Collected data:
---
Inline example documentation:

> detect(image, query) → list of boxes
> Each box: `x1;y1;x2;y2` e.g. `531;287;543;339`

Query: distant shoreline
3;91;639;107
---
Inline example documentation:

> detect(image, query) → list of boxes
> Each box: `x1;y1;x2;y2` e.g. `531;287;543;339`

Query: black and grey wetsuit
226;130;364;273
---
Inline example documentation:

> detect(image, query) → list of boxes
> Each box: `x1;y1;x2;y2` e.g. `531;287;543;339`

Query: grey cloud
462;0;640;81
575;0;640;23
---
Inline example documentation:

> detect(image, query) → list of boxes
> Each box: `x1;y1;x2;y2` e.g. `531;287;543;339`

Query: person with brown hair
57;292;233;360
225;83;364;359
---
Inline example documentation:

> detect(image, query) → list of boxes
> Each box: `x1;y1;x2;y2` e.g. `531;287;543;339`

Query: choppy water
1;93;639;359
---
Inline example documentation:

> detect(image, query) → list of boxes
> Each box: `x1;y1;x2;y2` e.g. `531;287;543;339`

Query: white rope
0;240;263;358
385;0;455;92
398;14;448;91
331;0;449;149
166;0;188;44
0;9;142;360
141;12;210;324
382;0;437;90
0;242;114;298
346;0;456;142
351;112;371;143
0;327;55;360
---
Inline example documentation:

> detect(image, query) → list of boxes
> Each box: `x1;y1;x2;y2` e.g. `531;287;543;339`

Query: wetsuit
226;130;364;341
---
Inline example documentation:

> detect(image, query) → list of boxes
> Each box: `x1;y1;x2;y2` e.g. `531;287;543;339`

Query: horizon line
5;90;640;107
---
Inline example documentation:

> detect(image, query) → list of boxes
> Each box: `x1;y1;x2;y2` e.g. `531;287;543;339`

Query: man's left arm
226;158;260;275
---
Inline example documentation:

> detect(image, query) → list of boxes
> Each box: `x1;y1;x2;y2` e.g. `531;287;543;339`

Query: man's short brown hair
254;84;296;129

Work task: Repeat every entry exactly. Nothing may be dropped.

Result:
---
Inline example documentation:

> detect(image, query) → list of boxes
> Each box: `x1;y1;x2;y2` e.g. `531;287;543;339`

Query: distant shoreline
3;91;639;107
---
Inline example documentation:

> detect(image, query) → list of boxes
> Each box: `x1;y1;x2;y2` e.g. `531;287;543;339`

Query: black and grey wetsuit
226;130;364;273
---
Inline example documentation:

> detect(image, query) → list of boxes
> Each box: `x1;y1;x2;y2` e.g. `531;287;543;339`

Query: grey cloud
462;0;640;81
575;0;640;23
---
Inline example documentation:

> detect(image, query) → list of boxes
> Each box: `x1;y1;x2;y2` e.g. `531;287;543;339`

Query: person with brown hair
57;292;233;360
225;83;364;359
---
Inline example documentation:

> detect(image, query) → list of boxes
> Each box: `x1;y1;x2;y2` e.g. `531;287;543;339`

Query: choppy water
1;93;639;359
---
Inline example documentation:

> detect(image, query) → list of boxes
> Each box: `x1;y1;x2;y2` e.g. `531;287;543;339`

Query: white rope
0;240;263;358
385;0;455;92
398;14;448;91
331;0;449;149
166;0;188;44
0;9;142;360
141;12;210;324
382;0;437;90
0;242;114;298
346;0;456;142
351;112;371;143
0;327;55;360
---
Inline example documentation:

> detect(image, query) → list of boxes
> Each box: `x1;y1;x2;y2` e.g. `531;287;543;339`

Query: wetsuit
226;130;364;341
---
Inline example documentation:

> detect(image, query) → list of boxes
> Each box: `x1;y1;x2;y2` e.g. `531;287;543;339`

Query: horizon line
5;90;640;107
---
Inline example documentation:

> detect(image, query) → list of boxes
> Each box: `x1;y1;x2;y2` e.g. `531;287;543;339`

Query: man's left arm
226;158;260;275
---
Inline example documentation:

> detect(image, query) → list of boxes
> Each box: `x1;y1;x2;y2` e.g. `531;287;543;339`

Query: man's short brown hair
254;84;296;129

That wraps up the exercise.